**EXERCISE DATA**
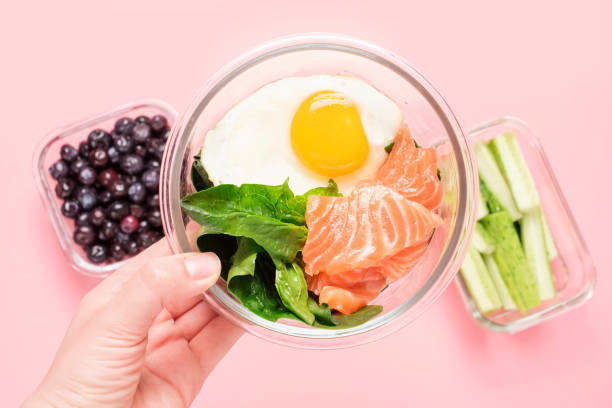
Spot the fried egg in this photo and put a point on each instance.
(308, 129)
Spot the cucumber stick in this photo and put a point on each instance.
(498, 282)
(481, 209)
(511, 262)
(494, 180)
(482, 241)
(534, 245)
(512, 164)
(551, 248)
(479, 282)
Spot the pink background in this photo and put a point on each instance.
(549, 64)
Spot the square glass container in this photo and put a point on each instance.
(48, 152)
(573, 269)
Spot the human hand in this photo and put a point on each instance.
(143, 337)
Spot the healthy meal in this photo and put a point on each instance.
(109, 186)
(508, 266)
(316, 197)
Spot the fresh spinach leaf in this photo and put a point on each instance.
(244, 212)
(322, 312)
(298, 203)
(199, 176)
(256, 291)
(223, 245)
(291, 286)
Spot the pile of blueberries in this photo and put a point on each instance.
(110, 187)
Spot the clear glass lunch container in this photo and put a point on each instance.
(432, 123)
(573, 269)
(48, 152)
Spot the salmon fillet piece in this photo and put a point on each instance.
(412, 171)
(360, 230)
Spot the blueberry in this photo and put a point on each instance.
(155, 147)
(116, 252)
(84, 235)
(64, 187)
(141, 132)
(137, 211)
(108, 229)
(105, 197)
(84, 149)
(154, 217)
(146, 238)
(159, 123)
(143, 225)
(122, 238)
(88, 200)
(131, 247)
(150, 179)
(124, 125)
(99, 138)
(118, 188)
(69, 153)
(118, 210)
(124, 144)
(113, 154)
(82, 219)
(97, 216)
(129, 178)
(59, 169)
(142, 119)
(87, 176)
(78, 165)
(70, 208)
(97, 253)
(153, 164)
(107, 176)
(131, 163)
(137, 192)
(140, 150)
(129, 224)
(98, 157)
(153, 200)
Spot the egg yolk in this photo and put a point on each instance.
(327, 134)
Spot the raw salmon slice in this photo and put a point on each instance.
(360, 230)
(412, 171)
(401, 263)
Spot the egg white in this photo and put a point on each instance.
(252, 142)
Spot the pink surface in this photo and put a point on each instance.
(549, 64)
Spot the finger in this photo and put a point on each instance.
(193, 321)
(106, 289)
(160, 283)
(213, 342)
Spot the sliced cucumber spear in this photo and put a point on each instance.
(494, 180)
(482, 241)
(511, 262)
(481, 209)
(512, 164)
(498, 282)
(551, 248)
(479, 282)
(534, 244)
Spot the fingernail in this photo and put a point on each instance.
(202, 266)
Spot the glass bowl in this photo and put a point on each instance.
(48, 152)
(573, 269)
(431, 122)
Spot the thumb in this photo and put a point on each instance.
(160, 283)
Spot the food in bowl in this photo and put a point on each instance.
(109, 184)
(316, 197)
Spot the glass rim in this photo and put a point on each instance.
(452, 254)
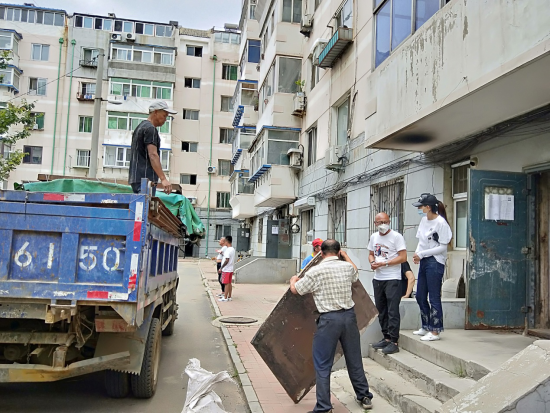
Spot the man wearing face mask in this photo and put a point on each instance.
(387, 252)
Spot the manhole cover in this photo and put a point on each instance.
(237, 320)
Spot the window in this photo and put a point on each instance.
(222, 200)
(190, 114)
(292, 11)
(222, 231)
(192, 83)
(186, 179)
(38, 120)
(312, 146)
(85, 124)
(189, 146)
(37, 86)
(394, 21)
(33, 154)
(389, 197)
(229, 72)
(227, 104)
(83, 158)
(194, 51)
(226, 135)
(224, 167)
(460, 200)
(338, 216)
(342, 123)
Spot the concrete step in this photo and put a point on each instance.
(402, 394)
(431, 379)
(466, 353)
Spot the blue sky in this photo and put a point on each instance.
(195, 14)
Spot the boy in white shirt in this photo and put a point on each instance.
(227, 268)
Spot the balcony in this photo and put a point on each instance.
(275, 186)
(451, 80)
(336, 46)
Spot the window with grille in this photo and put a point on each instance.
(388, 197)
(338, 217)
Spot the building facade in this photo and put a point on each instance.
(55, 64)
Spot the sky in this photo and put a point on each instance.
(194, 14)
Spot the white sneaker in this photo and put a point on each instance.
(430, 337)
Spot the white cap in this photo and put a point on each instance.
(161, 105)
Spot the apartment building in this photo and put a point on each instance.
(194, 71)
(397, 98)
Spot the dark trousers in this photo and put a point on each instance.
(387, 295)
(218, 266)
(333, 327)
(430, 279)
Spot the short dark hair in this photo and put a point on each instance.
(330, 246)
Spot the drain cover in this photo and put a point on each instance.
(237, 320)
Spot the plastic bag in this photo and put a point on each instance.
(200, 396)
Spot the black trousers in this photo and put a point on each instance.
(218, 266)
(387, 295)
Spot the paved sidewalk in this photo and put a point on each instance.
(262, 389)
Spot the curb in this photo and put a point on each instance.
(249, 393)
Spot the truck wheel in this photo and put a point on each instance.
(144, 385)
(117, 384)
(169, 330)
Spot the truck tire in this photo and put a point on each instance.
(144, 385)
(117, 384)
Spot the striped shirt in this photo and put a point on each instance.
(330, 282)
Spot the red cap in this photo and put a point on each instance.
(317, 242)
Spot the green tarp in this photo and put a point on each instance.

**WRITTEN INSTRUCTION**
Replicate the material above verbatim; images stay out of the copy.

**RESULT OF THE TASK**
Spot the fried egg in this photo and put a point on each instance.
(308, 129)
Spot the cucumber stick in this photo and put a point on each instance.
(498, 282)
(481, 209)
(511, 262)
(494, 180)
(482, 241)
(534, 245)
(512, 164)
(551, 248)
(479, 282)
Spot the pink background in this photo and put a point on each instance.
(549, 64)
Spot the square glass container in this photo and put a point on each instance.
(48, 152)
(573, 269)
Spot the human hand in this photo and put a point on each instance.
(143, 337)
Spot the healthy meal in this photo and put a point on each instance.
(109, 186)
(508, 266)
(316, 197)
Spot the fresh spinach leaf in this photo and put a point on each instance.
(244, 212)
(322, 312)
(298, 203)
(199, 176)
(256, 291)
(223, 245)
(291, 286)
Spot the pile of blueberries in this photo and put a point on each instance.
(110, 187)
Spot the clear glass lunch container in this photo and put a point on each instance.
(432, 123)
(573, 269)
(48, 152)
Spot the salmon fillet piece in this photo and put a point on each instance.
(412, 171)
(360, 230)
Spot the blueberry in this photo and put a point on each instance.
(155, 147)
(116, 252)
(84, 235)
(64, 187)
(141, 132)
(137, 211)
(108, 229)
(105, 197)
(84, 149)
(154, 217)
(146, 238)
(159, 123)
(143, 225)
(122, 238)
(88, 200)
(131, 247)
(150, 179)
(124, 125)
(99, 138)
(118, 188)
(69, 153)
(118, 210)
(124, 144)
(113, 154)
(82, 219)
(97, 216)
(129, 178)
(59, 169)
(142, 119)
(87, 176)
(78, 165)
(70, 208)
(97, 253)
(153, 164)
(107, 176)
(131, 163)
(137, 192)
(140, 150)
(129, 224)
(98, 157)
(153, 200)
Spot the egg yolk in this photo and put a point on each instance.
(327, 134)
Spot the raw salmon slice in this photo and put a point on each instance.
(360, 230)
(412, 171)
(401, 263)
Spot the egg white in this photo and put a point on each instance.
(252, 142)
Spot the pink surface in this photo and put a point on each instance.
(549, 64)
Spot the finger in this photo and put a point on each instance.
(193, 321)
(106, 289)
(160, 283)
(213, 342)
Spot the sliced cucumber spear in this photo and put a point on each instance.
(494, 180)
(482, 241)
(511, 262)
(481, 209)
(512, 164)
(498, 282)
(551, 248)
(479, 282)
(534, 244)
Spot the fingernail in this photo and put a point on each instance.
(202, 266)
Spot the glass bowl in this photo and put a point on each instance.
(48, 152)
(573, 269)
(431, 122)
Spot the thumb in this photo and put a point on each instance.
(160, 283)
Spot the food in bowl in this photo and put a point on each instance.
(109, 184)
(316, 197)
Spot the glass rim in this photo and put a point on each instance.
(452, 254)
Spot the man wearing face mask in this photo and put a point on each instance.
(387, 252)
Spot the manhole cover in this photo and put a point on each instance.
(237, 320)
Spot the window in this photo and put a point on each instance.
(222, 200)
(190, 114)
(292, 11)
(222, 231)
(192, 83)
(186, 179)
(38, 120)
(312, 146)
(85, 124)
(189, 146)
(37, 86)
(394, 21)
(33, 154)
(389, 197)
(229, 72)
(227, 104)
(83, 158)
(194, 51)
(226, 135)
(224, 167)
(460, 200)
(338, 216)
(342, 123)
Spot the concrete step in this photo and put a point on each instance.
(402, 394)
(431, 379)
(466, 353)
Spot the blue sky in this photo and put a point on each instance.
(195, 14)
Spot the boy in white shirt in this photo and put a point on each instance.
(227, 268)
Spot the balcony in this photo and put a point on each instance.
(275, 186)
(451, 80)
(336, 46)
Spot the window with grille in this photo and put a point on each instance.
(388, 197)
(338, 217)
Spot the building facade in this photo and put a point on each instance.
(55, 64)
Spot the sky in this photo and put a point on each instance.
(194, 14)
Spot the white sneaker in this photo and put a point on each instance.
(430, 337)
Spot the white cap in this photo and put a point on each instance.
(161, 105)
Spot the apartment building in this photo and put a point on each instance.
(194, 71)
(397, 98)
Spot the dark trousers in this photo and put a point on each instance.
(387, 295)
(218, 266)
(333, 327)
(430, 279)
Spot the short dark hair in this photo and put a point on each instance.
(330, 246)
Spot the drain cover in this photo and put a point on each instance.
(237, 320)
Spot the plastic bag in this photo and put a point on each instance.
(200, 396)
Spot the black trousers in this photo and put a point on each instance.
(218, 266)
(387, 295)
Spot the paved sidewalk in this photo and put a point on each instance.
(262, 389)
Spot the curb in this photo and put a point on each instance.
(249, 393)
Spot the truck wheel in this photo and put a point on each instance.
(144, 385)
(117, 384)
(169, 330)
Spot the truck tire in this photo and put a point on each instance.
(144, 385)
(117, 384)
Spot the striped shirt in this photo and put a point on each instance.
(330, 282)
Spot the red cap in this photo and put a point on each instance.
(317, 242)
Spot the green tarp in this photo and put a point on each instance.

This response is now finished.